Work instructions
The answer must be the complete listing, copied exactly.

Data
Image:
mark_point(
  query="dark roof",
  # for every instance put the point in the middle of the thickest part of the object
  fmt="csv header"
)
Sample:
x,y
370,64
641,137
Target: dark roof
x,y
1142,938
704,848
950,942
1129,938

Task answer
Image:
mark_point(
  query="dark roof",
  # for every instance put the point in the middle of the thickest part of the object
  fmt="csv header"
)
Sample:
x,y
370,64
641,137
Target: dark roof
x,y
1142,938
704,848
950,942
1129,938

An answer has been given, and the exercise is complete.